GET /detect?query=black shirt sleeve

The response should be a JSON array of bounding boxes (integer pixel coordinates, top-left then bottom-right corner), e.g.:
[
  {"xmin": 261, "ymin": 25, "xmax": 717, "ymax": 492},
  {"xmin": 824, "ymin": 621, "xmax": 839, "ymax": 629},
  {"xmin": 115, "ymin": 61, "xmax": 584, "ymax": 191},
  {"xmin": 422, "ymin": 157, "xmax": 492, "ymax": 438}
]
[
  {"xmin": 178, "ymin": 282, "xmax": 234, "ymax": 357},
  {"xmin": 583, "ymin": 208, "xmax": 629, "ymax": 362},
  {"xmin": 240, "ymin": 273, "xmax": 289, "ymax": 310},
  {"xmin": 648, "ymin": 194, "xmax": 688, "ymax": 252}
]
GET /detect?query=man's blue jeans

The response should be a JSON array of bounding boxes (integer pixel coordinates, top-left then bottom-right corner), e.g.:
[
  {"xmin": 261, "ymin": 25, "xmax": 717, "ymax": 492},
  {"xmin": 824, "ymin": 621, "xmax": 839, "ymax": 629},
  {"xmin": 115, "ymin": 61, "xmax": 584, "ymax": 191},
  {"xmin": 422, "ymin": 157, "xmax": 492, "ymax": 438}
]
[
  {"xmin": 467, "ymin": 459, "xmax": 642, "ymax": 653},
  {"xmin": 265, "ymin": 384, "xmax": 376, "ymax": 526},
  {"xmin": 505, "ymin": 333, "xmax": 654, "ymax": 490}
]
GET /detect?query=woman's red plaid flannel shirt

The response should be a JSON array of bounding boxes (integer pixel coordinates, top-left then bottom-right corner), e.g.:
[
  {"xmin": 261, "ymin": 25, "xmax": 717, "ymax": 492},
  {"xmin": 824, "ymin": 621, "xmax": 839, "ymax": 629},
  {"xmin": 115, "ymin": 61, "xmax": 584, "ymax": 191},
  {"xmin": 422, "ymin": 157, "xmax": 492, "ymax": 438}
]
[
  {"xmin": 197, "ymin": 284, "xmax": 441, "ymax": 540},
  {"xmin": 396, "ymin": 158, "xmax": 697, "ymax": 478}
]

▶ **ASSIGNED TASK**
Return every line from the records above that holds the word "query".

▶ **PROBLEM SOLUTION**
GET /detect?query=black shirt sleeve
GET /detect?query=man's blue jeans
GET /detect?query=woman's red plaid flannel shirt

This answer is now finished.